● Exercise directions
Repeat the data exactly. Pictures stay out.

● Data in this exercise
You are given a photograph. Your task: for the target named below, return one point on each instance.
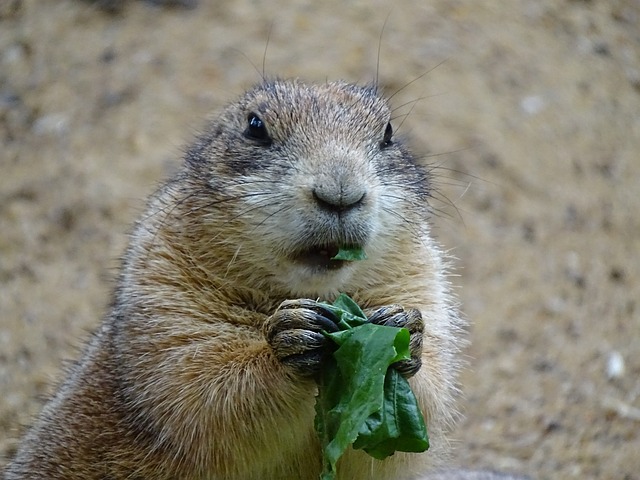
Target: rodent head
(295, 171)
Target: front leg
(294, 332)
(411, 319)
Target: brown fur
(179, 381)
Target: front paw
(294, 333)
(411, 319)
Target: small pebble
(615, 365)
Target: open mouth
(320, 256)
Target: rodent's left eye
(257, 130)
(388, 133)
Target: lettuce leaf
(361, 401)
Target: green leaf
(398, 425)
(350, 254)
(361, 401)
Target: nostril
(338, 201)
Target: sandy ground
(531, 110)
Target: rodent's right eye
(257, 130)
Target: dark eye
(257, 130)
(388, 133)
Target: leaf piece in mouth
(350, 254)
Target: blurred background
(529, 112)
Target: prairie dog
(203, 368)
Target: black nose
(338, 200)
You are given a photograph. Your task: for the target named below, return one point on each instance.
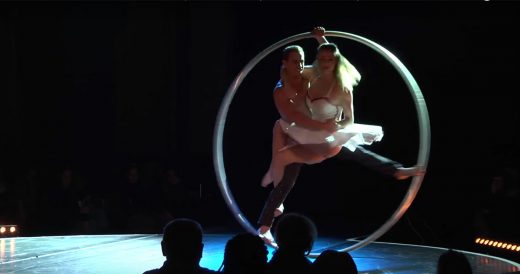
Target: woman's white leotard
(322, 109)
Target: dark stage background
(98, 87)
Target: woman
(317, 122)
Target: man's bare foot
(403, 173)
(278, 211)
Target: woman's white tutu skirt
(350, 137)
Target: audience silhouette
(295, 235)
(332, 261)
(245, 253)
(453, 262)
(182, 246)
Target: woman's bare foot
(264, 232)
(403, 173)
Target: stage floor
(137, 253)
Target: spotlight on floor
(8, 230)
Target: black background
(99, 85)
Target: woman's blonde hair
(346, 73)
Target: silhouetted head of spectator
(182, 241)
(245, 253)
(332, 261)
(295, 233)
(133, 175)
(453, 262)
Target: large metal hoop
(422, 117)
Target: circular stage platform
(140, 252)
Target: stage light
(498, 244)
(8, 230)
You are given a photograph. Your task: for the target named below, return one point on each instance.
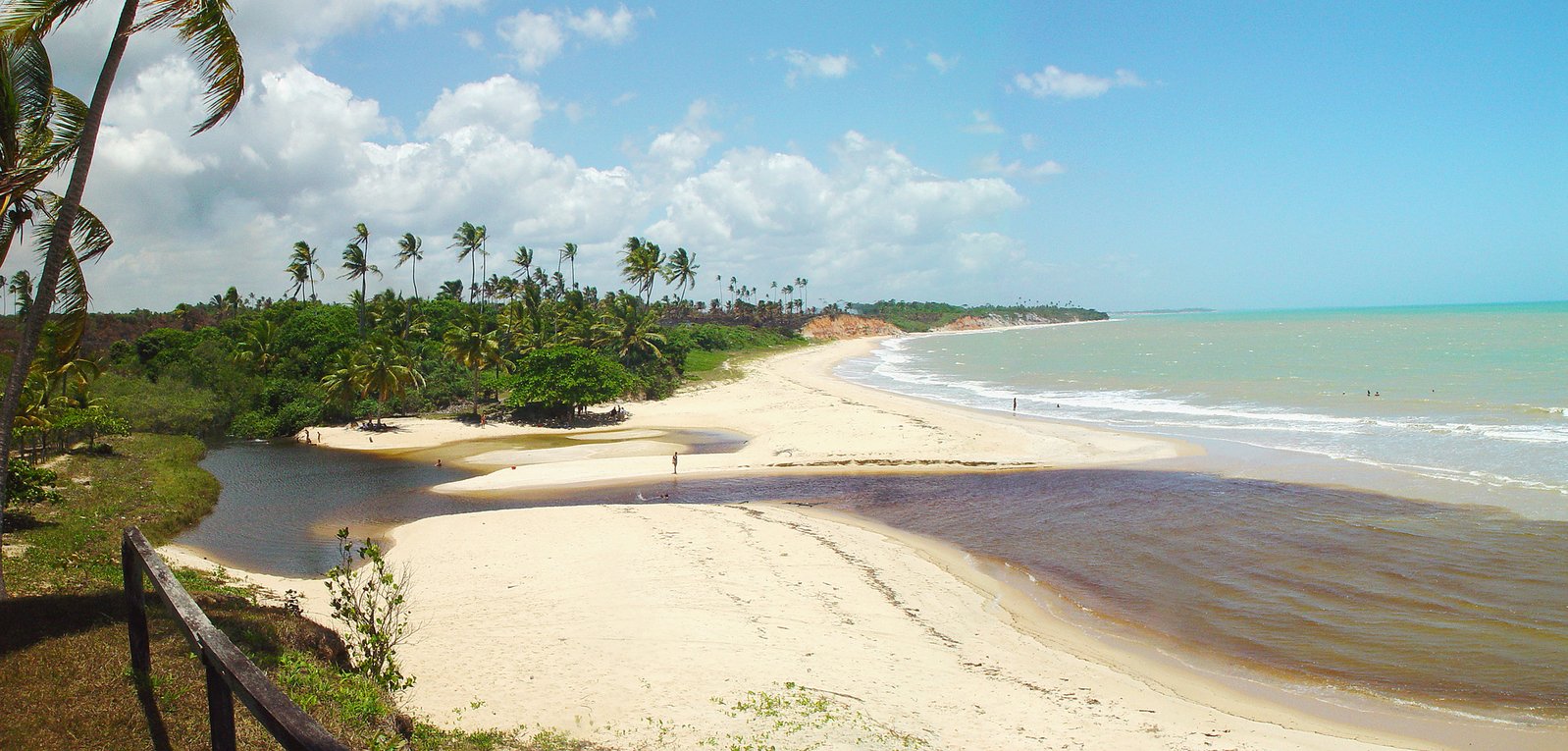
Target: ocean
(1381, 511)
(1462, 402)
(1382, 507)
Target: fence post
(220, 706)
(135, 611)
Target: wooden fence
(230, 672)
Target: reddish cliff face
(826, 328)
(969, 323)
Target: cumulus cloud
(304, 159)
(502, 104)
(1054, 81)
(982, 124)
(534, 36)
(991, 163)
(605, 27)
(941, 63)
(538, 38)
(870, 214)
(805, 65)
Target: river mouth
(1463, 609)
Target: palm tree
(306, 262)
(642, 264)
(522, 259)
(204, 28)
(483, 239)
(298, 273)
(468, 241)
(409, 248)
(631, 330)
(569, 254)
(39, 131)
(474, 347)
(259, 347)
(681, 270)
(385, 370)
(23, 291)
(358, 267)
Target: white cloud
(678, 151)
(982, 124)
(304, 159)
(1054, 81)
(605, 27)
(534, 36)
(538, 38)
(991, 163)
(940, 63)
(502, 104)
(805, 65)
(872, 214)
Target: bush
(31, 485)
(168, 406)
(372, 601)
(561, 380)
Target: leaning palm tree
(358, 267)
(642, 264)
(468, 241)
(569, 254)
(39, 131)
(631, 330)
(681, 270)
(409, 248)
(304, 260)
(385, 370)
(474, 347)
(202, 26)
(21, 289)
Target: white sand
(645, 626)
(800, 419)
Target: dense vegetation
(930, 315)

● Solved exercise
You are given a photograph. Your task: for the target named below, return one point on each instance.
Target: rodent head
(295, 171)
Target: front leg
(294, 332)
(411, 319)
Target: brown fur
(179, 381)
Target: front paw
(294, 333)
(411, 319)
Target: small pebble
(615, 365)
Target: open mouth
(320, 256)
Target: rodent's left eye
(257, 130)
(388, 133)
Target: lettuce leaf
(361, 401)
Target: green leaf
(398, 425)
(350, 254)
(361, 401)
Target: nostril
(338, 201)
Target: sandy ground
(531, 110)
Target: rodent's right eye
(257, 130)
Target: dark eye
(257, 130)
(388, 133)
Target: leaf piece in mouth
(350, 254)
Target: blurred background
(529, 112)
Target: prairie dog
(203, 368)
Target: black nose
(338, 200)
You are given a photograph. Your task: for the target named below, return one point on each instance.
Target: woman's white leotard
(322, 109)
Target: dark stage background
(98, 87)
Target: woman
(317, 122)
Target: man's bare foot
(403, 173)
(278, 211)
Target: woman's white tutu skirt
(350, 137)
Target: audience silhouette
(295, 235)
(332, 261)
(245, 253)
(453, 262)
(182, 246)
Target: woman's bare foot
(264, 232)
(403, 173)
Target: stage floor
(137, 253)
Target: spotlight on floor
(8, 230)
Target: black background
(99, 85)
Target: woman's blonde hair
(346, 73)
Target: silhouetted head of spectator
(182, 241)
(245, 253)
(332, 261)
(295, 233)
(133, 175)
(453, 262)
Target: large metal hoop
(422, 117)
Target: circular stage platform
(140, 252)
Target: stage light
(498, 244)
(8, 230)
You are given a photograph. Your task: for the target named below, return one point on each instance.
Target: ocean
(1381, 511)
(1462, 402)
(1382, 507)
Target: fence post
(220, 706)
(135, 611)
Target: wooden fence
(230, 672)
Target: reddish cliff face
(826, 328)
(969, 323)
Target: cumulus cloud
(304, 159)
(502, 104)
(1054, 81)
(982, 124)
(534, 36)
(991, 163)
(605, 27)
(941, 63)
(538, 38)
(870, 214)
(805, 65)
Target: river mouth
(1463, 609)
Target: palm tree
(306, 262)
(642, 264)
(522, 259)
(204, 28)
(483, 239)
(298, 273)
(468, 241)
(409, 248)
(631, 330)
(569, 254)
(39, 131)
(474, 347)
(259, 347)
(681, 270)
(385, 370)
(23, 291)
(358, 267)
Target: white cloud
(678, 151)
(982, 124)
(304, 159)
(1054, 81)
(605, 27)
(534, 36)
(538, 38)
(991, 163)
(940, 63)
(502, 104)
(805, 65)
(872, 214)
Target: bush
(31, 485)
(168, 406)
(372, 601)
(561, 380)
Target: leaning palm tree
(358, 267)
(642, 264)
(468, 241)
(569, 254)
(39, 131)
(631, 330)
(681, 270)
(409, 248)
(304, 260)
(385, 370)
(474, 347)
(202, 26)
(21, 289)
Target: white sand
(645, 626)
(800, 419)
Target: dense vegetation
(930, 315)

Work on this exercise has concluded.